◆ YOUR GOAL ◆
Report the number of lines in the data where the word "island" appears, and add no other text.

:::

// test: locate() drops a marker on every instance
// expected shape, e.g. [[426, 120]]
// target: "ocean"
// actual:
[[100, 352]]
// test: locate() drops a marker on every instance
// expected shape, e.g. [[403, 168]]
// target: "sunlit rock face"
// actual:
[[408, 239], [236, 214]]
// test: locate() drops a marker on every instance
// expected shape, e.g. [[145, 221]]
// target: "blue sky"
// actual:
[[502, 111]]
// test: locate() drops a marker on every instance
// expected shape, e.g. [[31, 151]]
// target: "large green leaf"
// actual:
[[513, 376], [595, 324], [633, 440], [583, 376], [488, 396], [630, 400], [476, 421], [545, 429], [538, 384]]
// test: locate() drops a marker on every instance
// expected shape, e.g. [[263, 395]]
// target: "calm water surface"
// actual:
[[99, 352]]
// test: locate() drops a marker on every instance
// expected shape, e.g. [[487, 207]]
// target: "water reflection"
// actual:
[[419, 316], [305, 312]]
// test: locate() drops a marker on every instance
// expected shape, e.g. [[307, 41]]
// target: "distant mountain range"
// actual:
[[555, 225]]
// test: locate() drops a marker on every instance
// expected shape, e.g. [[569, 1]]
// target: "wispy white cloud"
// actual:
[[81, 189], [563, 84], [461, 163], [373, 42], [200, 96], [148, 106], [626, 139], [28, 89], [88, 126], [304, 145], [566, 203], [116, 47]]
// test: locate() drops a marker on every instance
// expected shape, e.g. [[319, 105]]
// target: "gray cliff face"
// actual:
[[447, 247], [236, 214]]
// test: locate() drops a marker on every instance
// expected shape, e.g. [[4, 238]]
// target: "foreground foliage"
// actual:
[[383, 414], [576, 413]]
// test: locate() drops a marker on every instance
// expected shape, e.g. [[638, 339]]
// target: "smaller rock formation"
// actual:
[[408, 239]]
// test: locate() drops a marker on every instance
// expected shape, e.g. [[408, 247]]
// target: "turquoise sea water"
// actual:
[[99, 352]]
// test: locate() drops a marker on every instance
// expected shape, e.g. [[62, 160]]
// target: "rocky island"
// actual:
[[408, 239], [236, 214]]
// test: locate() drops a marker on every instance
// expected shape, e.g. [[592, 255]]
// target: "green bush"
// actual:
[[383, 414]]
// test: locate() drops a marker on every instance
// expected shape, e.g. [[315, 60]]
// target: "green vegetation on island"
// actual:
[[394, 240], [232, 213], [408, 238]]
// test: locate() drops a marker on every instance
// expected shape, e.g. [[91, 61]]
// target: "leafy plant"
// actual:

:::

◆ TASK RESULT ◆
2